# Work instructions
Filter the records down to the lines that hold the word "railing", and copy each of those lines.

# Provided entries
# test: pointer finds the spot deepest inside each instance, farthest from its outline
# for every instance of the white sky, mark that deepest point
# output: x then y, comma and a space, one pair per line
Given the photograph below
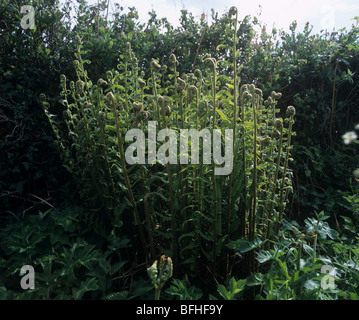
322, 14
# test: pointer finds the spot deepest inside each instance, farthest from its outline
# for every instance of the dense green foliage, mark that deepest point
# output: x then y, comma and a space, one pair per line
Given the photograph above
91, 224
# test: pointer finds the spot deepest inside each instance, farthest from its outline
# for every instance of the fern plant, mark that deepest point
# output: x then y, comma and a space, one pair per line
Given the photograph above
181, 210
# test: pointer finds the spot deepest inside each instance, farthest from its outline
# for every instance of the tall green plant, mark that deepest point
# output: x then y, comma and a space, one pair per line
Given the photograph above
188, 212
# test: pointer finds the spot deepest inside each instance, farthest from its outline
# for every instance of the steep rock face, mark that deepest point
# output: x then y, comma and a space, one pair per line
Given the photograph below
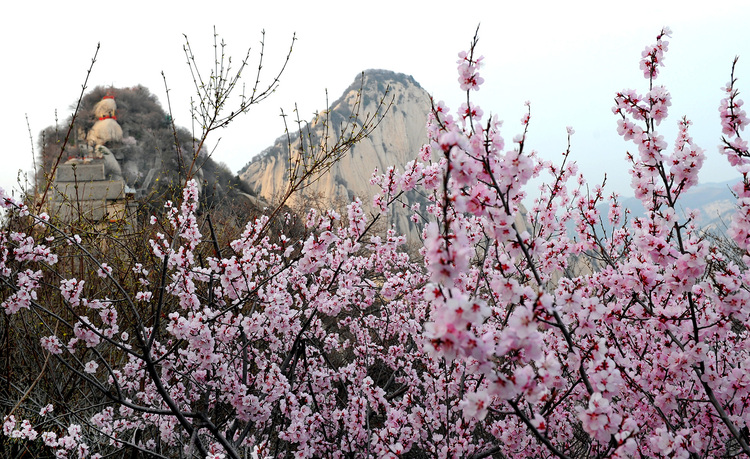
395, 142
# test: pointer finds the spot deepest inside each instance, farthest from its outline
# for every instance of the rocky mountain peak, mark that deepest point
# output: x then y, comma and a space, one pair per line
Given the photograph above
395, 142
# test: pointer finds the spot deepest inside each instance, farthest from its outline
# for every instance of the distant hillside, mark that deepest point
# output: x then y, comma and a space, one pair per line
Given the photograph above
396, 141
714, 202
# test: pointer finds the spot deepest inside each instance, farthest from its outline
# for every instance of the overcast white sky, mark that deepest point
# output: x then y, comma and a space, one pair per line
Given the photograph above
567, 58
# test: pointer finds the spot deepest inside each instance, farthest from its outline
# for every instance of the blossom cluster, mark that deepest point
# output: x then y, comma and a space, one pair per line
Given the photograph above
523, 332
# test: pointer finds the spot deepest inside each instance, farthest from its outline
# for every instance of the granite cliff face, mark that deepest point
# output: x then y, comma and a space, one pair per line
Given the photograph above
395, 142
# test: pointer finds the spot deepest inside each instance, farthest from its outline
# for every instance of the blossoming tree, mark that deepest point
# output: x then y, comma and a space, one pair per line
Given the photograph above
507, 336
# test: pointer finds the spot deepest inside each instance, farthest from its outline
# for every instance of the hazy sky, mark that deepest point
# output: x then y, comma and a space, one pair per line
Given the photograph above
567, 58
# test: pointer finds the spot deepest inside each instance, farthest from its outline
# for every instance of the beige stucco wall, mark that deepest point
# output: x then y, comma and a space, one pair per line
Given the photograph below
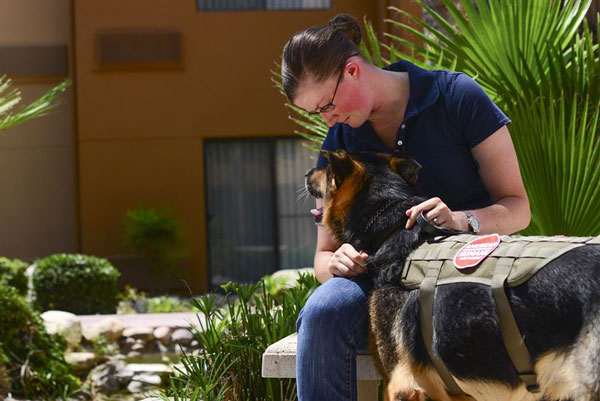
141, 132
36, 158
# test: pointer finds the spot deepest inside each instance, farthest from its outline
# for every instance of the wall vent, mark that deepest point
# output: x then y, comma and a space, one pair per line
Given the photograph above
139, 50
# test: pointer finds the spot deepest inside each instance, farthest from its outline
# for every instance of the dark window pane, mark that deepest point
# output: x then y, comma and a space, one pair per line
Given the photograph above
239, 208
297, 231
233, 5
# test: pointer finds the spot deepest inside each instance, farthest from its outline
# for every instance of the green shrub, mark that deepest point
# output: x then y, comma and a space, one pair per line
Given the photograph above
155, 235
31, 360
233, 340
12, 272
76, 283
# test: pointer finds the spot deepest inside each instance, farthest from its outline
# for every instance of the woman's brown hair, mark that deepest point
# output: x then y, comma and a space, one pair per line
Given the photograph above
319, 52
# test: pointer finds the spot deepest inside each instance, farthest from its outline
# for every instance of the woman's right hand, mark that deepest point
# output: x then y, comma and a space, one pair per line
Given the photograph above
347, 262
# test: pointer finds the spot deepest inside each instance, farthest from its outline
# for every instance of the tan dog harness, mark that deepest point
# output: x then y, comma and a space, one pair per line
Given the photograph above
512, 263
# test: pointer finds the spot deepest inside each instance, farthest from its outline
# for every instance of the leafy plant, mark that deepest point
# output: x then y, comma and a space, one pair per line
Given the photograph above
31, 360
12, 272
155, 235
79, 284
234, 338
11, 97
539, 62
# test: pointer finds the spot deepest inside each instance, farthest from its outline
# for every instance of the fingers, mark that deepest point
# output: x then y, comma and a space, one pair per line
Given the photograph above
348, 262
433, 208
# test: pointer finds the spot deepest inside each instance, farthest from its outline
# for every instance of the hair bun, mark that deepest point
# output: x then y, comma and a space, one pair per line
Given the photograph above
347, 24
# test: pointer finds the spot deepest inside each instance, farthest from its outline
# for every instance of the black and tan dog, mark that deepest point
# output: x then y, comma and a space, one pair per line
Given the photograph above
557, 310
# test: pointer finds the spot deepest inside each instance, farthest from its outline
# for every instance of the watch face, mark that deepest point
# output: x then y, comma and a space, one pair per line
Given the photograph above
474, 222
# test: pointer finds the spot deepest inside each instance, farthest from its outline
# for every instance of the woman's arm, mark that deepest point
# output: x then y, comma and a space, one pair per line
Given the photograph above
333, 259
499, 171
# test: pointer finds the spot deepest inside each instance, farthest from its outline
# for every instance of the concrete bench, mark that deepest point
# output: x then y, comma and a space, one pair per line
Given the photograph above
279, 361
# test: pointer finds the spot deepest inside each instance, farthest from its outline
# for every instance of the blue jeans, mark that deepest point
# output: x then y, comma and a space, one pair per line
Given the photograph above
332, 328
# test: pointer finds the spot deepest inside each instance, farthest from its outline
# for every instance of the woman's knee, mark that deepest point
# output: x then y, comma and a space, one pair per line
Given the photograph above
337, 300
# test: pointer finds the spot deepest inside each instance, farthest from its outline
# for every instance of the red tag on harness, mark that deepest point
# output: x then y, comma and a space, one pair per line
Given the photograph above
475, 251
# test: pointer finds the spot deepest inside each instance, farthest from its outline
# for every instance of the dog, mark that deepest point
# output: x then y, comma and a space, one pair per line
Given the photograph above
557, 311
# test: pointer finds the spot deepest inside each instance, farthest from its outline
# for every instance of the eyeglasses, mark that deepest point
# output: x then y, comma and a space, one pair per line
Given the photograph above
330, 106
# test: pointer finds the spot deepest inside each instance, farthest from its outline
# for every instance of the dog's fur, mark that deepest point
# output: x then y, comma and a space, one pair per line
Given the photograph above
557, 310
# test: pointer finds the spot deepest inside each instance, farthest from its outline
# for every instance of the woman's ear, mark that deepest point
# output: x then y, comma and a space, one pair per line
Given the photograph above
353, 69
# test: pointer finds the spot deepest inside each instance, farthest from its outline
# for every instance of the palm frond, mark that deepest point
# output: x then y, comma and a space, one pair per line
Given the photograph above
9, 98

--

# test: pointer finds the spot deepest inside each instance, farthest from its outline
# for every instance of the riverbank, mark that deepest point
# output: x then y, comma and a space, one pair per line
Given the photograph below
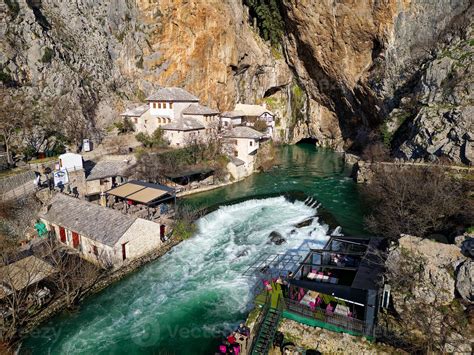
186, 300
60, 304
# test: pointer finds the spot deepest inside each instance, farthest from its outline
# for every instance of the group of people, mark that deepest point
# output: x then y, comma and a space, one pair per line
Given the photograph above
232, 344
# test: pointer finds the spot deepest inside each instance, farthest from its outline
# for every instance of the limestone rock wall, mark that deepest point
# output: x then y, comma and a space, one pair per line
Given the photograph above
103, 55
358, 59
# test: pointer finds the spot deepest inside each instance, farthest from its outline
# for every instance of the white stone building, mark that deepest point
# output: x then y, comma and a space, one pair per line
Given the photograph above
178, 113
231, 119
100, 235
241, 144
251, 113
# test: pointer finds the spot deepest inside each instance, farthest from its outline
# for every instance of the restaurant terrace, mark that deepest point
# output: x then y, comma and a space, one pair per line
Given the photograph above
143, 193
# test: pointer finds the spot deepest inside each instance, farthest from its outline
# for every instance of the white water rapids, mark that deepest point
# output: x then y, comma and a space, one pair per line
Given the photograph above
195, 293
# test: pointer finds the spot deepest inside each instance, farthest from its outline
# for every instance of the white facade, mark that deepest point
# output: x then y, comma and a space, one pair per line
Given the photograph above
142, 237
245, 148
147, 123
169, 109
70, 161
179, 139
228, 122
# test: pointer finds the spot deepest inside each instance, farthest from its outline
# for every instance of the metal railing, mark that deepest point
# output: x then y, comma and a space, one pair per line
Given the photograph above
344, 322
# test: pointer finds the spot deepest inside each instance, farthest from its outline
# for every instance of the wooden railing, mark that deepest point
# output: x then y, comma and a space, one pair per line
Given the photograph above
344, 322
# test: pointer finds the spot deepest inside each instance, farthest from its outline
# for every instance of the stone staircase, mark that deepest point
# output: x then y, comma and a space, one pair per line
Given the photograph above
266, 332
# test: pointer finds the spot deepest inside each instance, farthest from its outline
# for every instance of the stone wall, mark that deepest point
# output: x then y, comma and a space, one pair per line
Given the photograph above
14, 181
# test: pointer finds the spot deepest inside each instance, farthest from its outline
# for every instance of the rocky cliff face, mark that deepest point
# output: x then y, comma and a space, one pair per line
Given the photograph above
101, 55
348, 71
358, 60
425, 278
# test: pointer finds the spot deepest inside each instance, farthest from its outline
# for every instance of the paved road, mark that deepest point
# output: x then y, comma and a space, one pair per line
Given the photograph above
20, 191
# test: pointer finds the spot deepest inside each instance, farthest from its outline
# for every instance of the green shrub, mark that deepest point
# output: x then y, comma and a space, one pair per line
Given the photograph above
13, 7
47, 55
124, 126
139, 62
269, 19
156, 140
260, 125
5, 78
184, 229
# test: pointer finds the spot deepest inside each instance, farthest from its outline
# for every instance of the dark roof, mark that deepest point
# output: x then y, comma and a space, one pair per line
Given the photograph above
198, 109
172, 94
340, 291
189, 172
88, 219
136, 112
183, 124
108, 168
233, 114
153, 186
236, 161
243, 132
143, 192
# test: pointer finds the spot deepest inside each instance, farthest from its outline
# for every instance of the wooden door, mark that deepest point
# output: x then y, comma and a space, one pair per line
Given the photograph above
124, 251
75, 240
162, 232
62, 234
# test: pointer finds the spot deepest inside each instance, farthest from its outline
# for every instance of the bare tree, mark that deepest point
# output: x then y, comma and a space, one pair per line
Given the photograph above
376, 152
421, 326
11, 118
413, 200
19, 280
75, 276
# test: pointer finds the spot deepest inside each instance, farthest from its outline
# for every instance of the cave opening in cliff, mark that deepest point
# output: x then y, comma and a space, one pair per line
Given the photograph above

==

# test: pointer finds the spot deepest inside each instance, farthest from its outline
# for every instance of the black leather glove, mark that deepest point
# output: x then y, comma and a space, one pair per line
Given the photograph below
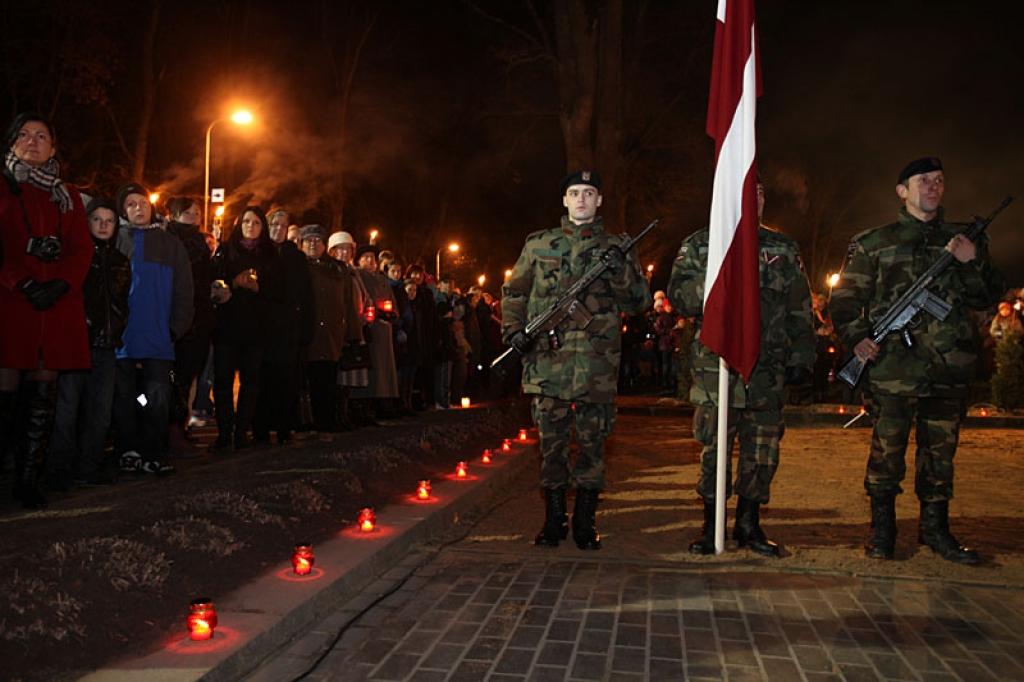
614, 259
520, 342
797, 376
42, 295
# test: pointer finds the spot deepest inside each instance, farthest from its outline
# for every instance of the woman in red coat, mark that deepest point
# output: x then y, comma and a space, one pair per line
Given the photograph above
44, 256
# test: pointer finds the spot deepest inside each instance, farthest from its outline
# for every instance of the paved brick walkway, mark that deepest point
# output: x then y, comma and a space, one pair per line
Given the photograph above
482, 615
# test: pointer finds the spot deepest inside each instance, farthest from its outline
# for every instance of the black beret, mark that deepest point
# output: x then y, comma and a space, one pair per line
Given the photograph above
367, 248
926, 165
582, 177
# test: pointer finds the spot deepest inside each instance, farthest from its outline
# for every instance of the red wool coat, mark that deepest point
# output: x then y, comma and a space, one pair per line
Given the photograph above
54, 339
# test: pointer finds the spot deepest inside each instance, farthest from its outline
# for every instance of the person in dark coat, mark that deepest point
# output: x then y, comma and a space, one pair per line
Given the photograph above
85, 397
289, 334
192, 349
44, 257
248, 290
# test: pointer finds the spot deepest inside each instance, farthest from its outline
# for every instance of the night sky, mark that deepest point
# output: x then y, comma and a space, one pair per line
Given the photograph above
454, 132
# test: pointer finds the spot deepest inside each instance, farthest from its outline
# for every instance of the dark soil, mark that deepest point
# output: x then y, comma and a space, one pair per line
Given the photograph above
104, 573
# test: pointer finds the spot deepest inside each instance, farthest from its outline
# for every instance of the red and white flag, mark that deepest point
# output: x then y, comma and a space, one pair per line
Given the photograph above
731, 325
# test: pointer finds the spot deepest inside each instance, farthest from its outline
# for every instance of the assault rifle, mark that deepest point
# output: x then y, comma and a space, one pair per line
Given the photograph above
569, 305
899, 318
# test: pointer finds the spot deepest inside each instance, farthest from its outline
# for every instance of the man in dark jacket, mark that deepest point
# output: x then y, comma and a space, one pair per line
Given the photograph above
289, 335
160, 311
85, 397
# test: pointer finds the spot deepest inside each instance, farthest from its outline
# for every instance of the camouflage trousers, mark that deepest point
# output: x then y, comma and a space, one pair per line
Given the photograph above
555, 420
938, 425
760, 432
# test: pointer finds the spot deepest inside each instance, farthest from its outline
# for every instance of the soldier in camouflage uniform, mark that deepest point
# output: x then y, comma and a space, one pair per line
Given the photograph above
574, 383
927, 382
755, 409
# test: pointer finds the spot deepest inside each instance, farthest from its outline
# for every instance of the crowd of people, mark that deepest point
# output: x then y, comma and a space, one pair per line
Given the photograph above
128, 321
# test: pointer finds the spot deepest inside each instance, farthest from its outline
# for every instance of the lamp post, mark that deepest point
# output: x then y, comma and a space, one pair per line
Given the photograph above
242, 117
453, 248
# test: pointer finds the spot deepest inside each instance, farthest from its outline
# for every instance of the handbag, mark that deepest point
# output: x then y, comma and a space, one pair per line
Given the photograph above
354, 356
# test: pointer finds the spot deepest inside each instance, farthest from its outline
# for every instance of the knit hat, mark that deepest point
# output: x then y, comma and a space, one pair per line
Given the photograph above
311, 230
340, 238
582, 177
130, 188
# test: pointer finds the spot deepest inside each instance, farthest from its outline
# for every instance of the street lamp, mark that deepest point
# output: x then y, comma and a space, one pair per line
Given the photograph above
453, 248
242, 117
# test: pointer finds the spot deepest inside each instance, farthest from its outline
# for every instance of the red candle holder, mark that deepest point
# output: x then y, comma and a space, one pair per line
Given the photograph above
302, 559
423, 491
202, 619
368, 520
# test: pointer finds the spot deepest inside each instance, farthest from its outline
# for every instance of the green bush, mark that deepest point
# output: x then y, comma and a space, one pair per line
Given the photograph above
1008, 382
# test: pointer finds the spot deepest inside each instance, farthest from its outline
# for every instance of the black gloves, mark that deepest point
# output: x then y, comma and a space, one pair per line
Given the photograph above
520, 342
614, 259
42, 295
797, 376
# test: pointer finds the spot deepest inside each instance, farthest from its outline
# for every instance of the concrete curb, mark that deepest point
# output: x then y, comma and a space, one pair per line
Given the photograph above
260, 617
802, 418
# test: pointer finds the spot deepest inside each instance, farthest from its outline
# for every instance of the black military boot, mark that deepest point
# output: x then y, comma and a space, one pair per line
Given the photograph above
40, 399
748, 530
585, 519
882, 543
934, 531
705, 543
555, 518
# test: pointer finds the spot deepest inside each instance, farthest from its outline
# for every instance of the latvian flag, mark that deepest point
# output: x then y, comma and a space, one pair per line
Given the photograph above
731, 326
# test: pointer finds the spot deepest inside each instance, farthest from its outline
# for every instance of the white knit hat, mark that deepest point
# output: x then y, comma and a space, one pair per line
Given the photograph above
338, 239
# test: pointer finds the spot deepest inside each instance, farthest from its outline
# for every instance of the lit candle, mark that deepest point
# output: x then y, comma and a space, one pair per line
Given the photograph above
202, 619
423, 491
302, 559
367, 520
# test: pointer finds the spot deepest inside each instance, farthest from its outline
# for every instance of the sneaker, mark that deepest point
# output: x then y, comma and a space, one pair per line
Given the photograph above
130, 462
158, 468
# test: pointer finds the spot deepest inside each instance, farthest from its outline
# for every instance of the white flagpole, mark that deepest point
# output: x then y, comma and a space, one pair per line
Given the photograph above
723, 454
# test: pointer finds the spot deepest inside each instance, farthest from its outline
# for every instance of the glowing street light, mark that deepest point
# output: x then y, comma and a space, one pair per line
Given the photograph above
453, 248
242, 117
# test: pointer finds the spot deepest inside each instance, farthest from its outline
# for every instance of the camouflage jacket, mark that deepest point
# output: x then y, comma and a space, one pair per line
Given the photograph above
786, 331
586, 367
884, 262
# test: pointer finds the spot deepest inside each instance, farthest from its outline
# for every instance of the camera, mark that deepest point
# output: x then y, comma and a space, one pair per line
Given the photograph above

# Written response
# for every instance of the metal railing, mark that deepest point
# for every instance of the wooden railing, mark that deepest point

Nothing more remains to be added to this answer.